====== Data in this exercise

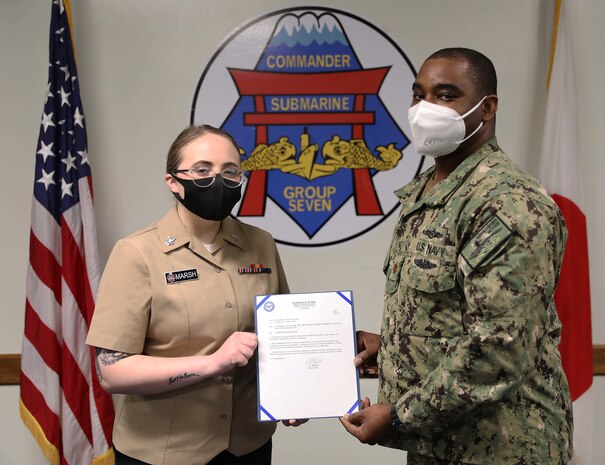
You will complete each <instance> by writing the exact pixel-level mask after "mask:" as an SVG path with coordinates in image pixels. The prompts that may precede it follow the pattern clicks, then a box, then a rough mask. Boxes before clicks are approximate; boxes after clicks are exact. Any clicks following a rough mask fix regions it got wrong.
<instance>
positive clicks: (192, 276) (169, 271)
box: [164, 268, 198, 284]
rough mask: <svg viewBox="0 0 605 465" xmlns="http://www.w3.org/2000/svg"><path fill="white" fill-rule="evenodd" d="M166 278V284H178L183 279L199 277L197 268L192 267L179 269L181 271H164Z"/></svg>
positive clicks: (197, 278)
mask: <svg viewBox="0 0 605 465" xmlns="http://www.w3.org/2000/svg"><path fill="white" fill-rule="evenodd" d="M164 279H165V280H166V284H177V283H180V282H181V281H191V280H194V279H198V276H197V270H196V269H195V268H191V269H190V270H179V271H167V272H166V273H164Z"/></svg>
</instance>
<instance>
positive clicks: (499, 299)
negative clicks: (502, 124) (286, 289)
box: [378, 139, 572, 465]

============
====== Data in this exercise

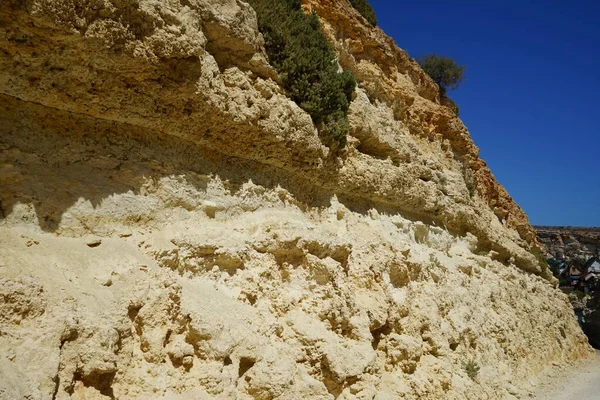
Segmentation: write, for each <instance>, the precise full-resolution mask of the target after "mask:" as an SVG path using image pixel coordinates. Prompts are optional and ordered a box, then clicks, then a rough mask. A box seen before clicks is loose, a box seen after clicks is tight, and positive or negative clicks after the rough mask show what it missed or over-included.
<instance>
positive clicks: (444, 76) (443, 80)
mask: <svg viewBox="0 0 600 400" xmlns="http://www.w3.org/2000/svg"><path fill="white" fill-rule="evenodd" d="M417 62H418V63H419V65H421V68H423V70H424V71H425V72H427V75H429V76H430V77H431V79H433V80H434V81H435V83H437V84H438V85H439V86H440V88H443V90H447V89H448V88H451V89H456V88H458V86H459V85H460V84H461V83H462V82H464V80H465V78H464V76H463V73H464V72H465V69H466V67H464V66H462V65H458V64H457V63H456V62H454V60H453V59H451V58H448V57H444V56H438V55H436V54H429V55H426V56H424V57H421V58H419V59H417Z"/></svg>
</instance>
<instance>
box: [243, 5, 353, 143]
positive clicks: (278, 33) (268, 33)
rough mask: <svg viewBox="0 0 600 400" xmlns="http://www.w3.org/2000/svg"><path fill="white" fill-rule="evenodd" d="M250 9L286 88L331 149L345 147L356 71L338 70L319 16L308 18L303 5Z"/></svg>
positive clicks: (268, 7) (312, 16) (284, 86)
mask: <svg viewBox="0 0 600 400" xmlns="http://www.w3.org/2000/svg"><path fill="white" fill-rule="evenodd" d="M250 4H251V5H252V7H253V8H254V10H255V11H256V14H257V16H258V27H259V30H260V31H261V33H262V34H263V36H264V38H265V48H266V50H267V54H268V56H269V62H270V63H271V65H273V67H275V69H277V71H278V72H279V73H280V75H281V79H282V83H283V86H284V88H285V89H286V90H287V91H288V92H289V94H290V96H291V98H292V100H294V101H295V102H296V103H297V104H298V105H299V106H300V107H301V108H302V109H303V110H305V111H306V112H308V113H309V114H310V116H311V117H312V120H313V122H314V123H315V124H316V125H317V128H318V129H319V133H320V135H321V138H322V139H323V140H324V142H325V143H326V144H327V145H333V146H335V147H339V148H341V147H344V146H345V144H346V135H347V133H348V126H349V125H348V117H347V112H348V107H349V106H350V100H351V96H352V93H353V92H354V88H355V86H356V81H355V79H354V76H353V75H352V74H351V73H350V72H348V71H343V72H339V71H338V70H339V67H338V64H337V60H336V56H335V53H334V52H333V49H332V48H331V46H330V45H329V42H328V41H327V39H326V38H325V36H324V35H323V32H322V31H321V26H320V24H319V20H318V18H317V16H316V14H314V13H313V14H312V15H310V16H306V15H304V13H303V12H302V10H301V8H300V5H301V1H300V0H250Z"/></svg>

============
====== Data in this exercise

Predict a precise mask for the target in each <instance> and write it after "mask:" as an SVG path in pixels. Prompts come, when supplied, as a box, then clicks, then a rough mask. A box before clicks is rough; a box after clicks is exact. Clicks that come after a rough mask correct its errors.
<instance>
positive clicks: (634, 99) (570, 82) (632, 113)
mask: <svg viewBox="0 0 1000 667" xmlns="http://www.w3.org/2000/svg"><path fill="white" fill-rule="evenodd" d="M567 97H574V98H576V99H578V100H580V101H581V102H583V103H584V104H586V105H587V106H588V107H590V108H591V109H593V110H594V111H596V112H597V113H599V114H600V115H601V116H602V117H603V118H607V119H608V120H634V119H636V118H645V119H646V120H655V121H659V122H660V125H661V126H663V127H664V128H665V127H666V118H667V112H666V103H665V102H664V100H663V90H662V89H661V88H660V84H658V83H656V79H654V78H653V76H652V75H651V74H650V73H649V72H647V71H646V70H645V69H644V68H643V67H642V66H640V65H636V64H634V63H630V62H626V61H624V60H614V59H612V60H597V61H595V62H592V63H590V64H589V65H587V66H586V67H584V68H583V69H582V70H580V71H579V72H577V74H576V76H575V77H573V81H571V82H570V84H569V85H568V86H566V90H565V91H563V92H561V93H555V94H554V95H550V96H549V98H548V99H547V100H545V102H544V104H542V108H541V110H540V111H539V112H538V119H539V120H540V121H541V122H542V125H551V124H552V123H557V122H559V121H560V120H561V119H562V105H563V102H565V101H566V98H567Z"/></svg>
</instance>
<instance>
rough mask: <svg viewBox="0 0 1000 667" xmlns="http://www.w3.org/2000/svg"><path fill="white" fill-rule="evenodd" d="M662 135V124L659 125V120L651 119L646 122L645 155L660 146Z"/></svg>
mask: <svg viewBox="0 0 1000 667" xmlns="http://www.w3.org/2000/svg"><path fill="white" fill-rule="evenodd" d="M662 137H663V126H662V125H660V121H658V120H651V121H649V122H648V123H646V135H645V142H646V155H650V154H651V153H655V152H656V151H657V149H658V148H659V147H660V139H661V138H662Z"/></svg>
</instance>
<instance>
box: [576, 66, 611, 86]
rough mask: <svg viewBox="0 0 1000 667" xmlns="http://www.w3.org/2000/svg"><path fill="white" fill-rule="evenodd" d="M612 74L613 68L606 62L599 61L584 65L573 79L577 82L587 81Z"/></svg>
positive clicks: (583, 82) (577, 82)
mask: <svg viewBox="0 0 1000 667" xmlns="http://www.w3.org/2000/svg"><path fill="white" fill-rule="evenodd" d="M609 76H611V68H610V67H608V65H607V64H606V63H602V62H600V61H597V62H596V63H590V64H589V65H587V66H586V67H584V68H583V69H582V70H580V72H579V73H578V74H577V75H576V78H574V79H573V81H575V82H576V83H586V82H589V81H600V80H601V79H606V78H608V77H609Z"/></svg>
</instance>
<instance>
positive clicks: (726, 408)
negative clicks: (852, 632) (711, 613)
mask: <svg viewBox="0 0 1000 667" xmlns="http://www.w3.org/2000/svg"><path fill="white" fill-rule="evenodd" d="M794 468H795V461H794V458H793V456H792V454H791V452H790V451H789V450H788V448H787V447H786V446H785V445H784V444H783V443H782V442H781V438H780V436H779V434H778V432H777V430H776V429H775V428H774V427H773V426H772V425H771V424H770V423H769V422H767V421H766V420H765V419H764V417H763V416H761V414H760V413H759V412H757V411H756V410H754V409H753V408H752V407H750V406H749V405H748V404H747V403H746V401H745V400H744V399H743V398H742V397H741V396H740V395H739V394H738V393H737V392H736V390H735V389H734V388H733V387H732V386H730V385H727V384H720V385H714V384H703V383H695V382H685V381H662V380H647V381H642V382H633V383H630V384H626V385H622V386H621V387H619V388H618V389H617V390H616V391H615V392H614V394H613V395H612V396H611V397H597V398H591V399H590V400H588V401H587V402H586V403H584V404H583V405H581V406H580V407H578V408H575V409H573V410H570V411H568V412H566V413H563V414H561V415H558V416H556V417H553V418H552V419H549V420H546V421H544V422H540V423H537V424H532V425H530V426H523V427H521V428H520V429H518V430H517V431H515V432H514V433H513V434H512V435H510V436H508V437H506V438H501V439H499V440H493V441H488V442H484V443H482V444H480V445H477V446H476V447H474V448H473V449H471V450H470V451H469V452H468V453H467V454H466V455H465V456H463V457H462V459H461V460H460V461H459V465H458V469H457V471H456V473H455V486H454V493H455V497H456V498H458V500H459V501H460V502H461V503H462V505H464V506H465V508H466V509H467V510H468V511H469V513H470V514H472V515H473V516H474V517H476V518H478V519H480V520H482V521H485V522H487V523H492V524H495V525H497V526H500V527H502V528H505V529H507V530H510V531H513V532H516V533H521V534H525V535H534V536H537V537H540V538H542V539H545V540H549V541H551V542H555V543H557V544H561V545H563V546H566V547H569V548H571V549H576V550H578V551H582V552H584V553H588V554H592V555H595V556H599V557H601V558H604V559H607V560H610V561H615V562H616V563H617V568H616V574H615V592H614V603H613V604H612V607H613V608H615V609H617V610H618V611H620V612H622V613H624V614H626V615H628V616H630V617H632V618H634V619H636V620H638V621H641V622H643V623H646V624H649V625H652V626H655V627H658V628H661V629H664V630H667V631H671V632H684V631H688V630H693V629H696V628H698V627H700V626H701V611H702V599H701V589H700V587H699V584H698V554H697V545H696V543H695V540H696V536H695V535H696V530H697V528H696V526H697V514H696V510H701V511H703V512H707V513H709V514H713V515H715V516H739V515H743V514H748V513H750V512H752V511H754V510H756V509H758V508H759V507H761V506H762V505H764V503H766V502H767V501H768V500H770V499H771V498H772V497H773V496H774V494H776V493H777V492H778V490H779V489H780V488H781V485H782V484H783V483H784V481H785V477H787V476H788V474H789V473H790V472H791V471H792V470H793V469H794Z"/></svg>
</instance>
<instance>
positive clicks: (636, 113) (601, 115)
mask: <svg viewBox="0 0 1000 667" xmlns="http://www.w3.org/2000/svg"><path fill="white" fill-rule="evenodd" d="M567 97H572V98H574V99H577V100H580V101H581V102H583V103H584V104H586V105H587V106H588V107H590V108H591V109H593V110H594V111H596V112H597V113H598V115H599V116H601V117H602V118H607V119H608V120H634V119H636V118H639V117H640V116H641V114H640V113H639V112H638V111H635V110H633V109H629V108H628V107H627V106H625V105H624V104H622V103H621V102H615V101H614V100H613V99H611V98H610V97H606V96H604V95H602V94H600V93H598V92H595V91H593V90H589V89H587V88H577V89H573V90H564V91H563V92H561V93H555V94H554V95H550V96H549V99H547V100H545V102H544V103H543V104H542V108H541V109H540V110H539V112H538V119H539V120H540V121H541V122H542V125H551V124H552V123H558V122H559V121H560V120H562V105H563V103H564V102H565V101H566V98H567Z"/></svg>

============

| Work instructions |
Go through the listing above and write out exactly the lines starting with the one holding "135V124L659 125V120L651 119L646" and running through the one holding "box: [576, 66, 611, 86]", ends included, and no others.

| Worked solution |
rough mask: <svg viewBox="0 0 1000 667" xmlns="http://www.w3.org/2000/svg"><path fill="white" fill-rule="evenodd" d="M662 135V124L659 125V120L651 119L646 122L645 155L660 146Z"/></svg>
mask: <svg viewBox="0 0 1000 667" xmlns="http://www.w3.org/2000/svg"><path fill="white" fill-rule="evenodd" d="M662 137H663V126H662V125H660V121H658V120H651V121H649V122H648V123H646V135H645V142H646V155H650V154H651V153H655V152H656V151H657V149H658V148H659V147H660V139H661V138H662Z"/></svg>
</instance>
<instance>
box: [576, 66, 611, 86]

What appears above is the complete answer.